> [ACTIONS TO TAKE]
1 - Please revise the earnings call transcript below, reproducing it starting at "So it's a little" and ending at "a little bit.", with "distillate" changed to "diesel" throughout.
2 - Write what comes next in the earnings call transcript, picking up after its last sentence.

> [DOCUMENT TEXT]
* * *
So it's a little bit different setup than some might be experiencing.
Okay. Are you concerned about distillate crack spread weakness going forward with all the global capacity that's come online over the last year or so?
I would say we're not that concerned about the distillate cracks in our system. I think there's a couple of things. The U. S. Market has been so strong.
We still see good export demand. However, we've been somewhat priced out of the market because our market has been so strong. So I think we think moving forward, we'll see a combination of better demand domestically and we'll see that our export volumes will pick up again as the U. S. Market falls off a little bit.
What were your export volumes for the quarter on gasoline diesel?
Yes. Our gasoline was down a little bit at 94,000 barrels a day. The reason for that was really just because of the strength in the U. S. Market.
Again, that's an optimization for us and we would kind of say the way we optimize that is more demand pull rather than supply push and the export markets really weren't strong enough on gasoline to pull the barrels away from the Gulf. Our distillate volumes were fairly flat about 205,000 barrels a day ULSD. If you look at ULSD plus kerosene, we were up to 55,000 barrels a day. So fairly consistent there. The change we saw is that for a lot of the Q1, the yard to Europe wasn't open.
So we're usually 60-forty between Latin America and Europe, up 70% of our volume actually went to Latin America and we didn't see that the flow to Europe that we've traditionally seen.
Okay. Great. And one more question on the North Atlantic. Can you talk about how the Line 9B reversal is going to impact your crude sourcing options at Quebec going forward?
Yes. So I'll give you a little update on that. We're still waiting for regulatory approval on Line 9 from the National Energy Board of Canada. We don't know a timeline on that. We feel like there's a good chance the NEB could approve that by mid May.
With a mid May approval, that would mean we really won't see any impact from Line 9 in the second quarter, but we're optimistic we'll start to receive oil in the Q3. It gives us a lot more flexibility in Quebec to be able to have access to those Western Canadian and Bakken grades and not just rely on rail and U. S. Gulf Coast source barrels.
Okay, great. Thanks. Appreciate it.
Thank you. Our next question is from Ryan Todd of Deutsche Bank. Please go ahead.
Great. Thanks. Good morning, gentlemen. Maybe if I could follow-up first with a follow-up question on VLP. Is there I know earlier we've talked about the potential for an evaluation of a wholesale fuel distribution EBITDA as a potential drop to VLP.
Can you talk a little bit about whether that's still under evaluation and any rough guide as to what that figure might look like?
Yes, Brian, this is Mike again. We're still evaluating at the appropriate structure that we would consider to drop to the MLP. So I do not have a number that I can give to you on this call.
Okay, great. I appreciate it. And then maybe just a general I mean, we see the margins on the screen, which looks supportive. But can you give us maybe just an update on what you've seen a month in the Q2 in terms of the general operating environment?
* * *
> [DATASET RECORDS]
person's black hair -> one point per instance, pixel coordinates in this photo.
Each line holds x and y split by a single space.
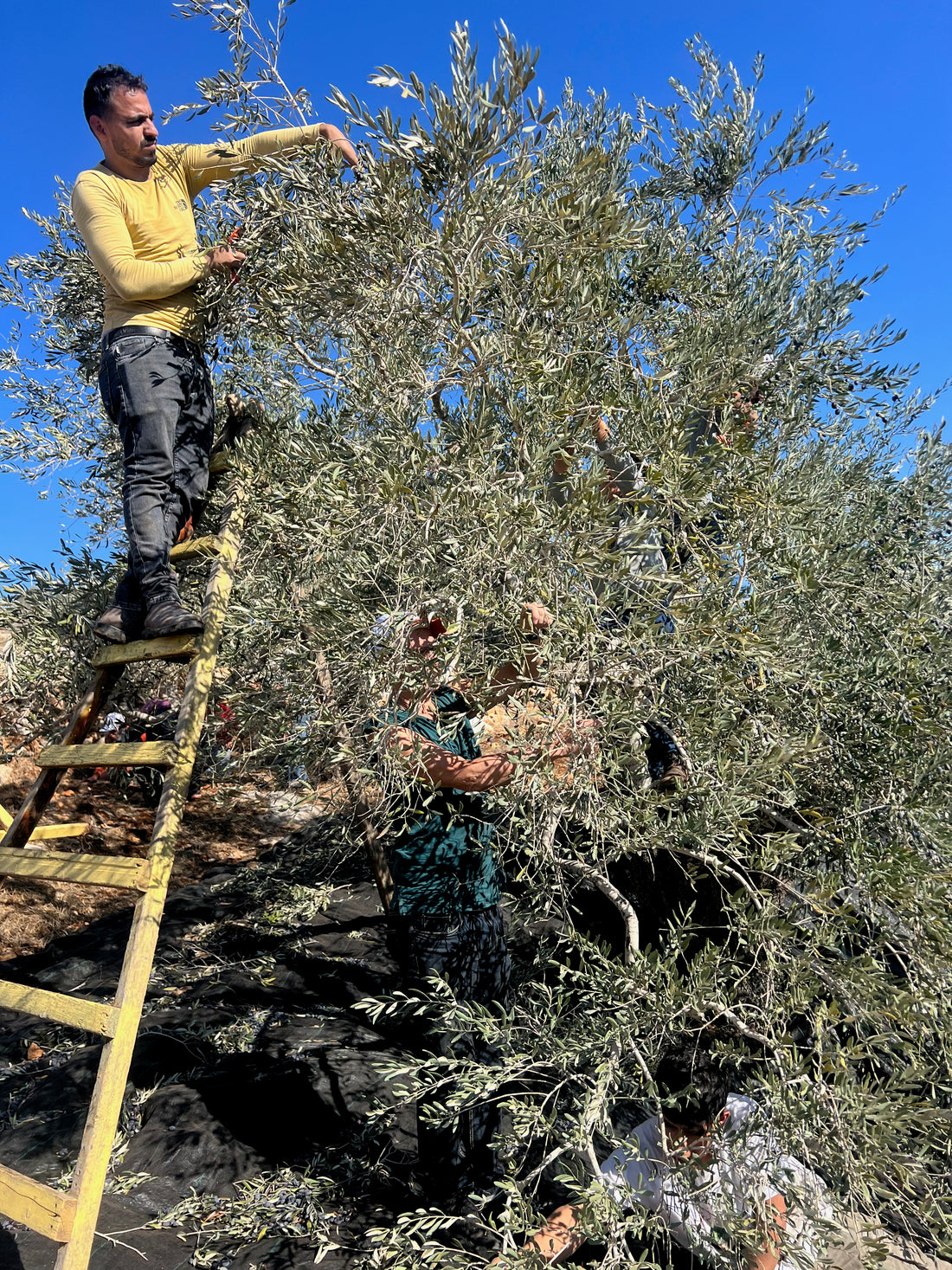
692 1084
103 81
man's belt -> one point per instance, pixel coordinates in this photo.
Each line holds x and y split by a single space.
159 332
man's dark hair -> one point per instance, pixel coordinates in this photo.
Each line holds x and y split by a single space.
100 86
692 1082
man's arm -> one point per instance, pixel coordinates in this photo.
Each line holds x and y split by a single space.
769 1253
557 1239
104 231
225 159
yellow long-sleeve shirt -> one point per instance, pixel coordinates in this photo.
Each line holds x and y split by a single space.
141 234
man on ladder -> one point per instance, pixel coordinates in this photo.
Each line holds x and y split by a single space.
133 211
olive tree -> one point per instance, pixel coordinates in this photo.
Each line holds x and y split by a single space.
432 343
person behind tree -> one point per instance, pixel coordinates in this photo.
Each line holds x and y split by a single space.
* * *
> [WRITTEN RESPONSES]
1 -
So it's a little bit different setup than some might be experiencing.
Okay. Are you concerned about diesel crack spread weakness going forward with all the global capacity that's come online over the last year or so?
I would say we're not that concerned about the diesel cracks in our system. I think there's a couple of things. The U. S. Market has been so strong.
We still see good export demand. However, we've been somewhat priced out of the market because our market has been so strong. So I think we think moving forward, we'll see a combination of better demand domestically and we'll see that our export volumes will pick up again as the U. S. Market falls off a little bit.

2 -
Yes.
I think we're the cracks continue to be strong. We continue to see good discounts on the crude. The big change probably has been in the crude Some of the discounts have come in, so we're running a lot more light sweet crude in our system today than what we did in the Q1. But again, I think we're seeing good demand both in the export markets and domestic demand. And so we feel very encouraged about the profitability moving forward.
Great. Thanks. I appreciate it.
Thanks, Ryan.
Thank you. Our next question is from Jeff Dieter of Simmons and Company. Please go ahead.
Good morning.
Good morning, Jeff.
I had a strategic question. I think historically Valero has been a little bit more of a refining pure play relative to some of the peer strategies that have been more integrated. You guys have sold off NuStar interest and Corner Store. And I was just hoping for an update on how Valero strategy is evolving going forward. What do you think about integration through the value chain?
Do you expect a materially larger midstream business?
Jeff, that's a good question. I mean, very clearly, we are a fuels manufacturing company and certainly that involves refining. It also involves our renewable fuels business. So that is it is such a significant part of the portfolio today to see any significant shift from that. It's just really it's not in the cards.
Now to answer your question on the midstream business, I do think we're going to see our midstream business expand significantly over the next several years. And as we've said, our strategy in midstream is really to develop projects and acquire assets that are supportive of Valero's core businesses. And I think if you look at the investments that we've made today, it would certainly support that. That being said, the refining portfolio is large enough and the renewables portfolio is large enough that it provides plenty of opportunity for growth within that midstream business. I don't think you should expect us though to be looking upstream from where we are today in any material way or significantly downstream from where we are today.
Although opportunities present themselves and you'd look at it, but certainly that's not part of our plan today.
Thank you. And secondly, looking through your refinery throughput guidance for the 2nd quarter, it looked relatively conservative. And my question is what are the LPs suggesting you should max run? Under what conditions would you
run more aggressively or perhaps less aggressively? Can change is we see a pretty good rate lever on some of our plants depending on if we're maximizing heavy sour versus light sweet, especially like at Fort Arthur, Jeff. It can change our throughput significantly when we start maximizing light sweet over heavy sour. I would say that was the only thing I could see.
Thanks for your comments.
Thanks, Jeff.
Thank you. Our next question is from Brad Heffern of RBC Capital Markets. Please go ahead.
Good morning, everyone.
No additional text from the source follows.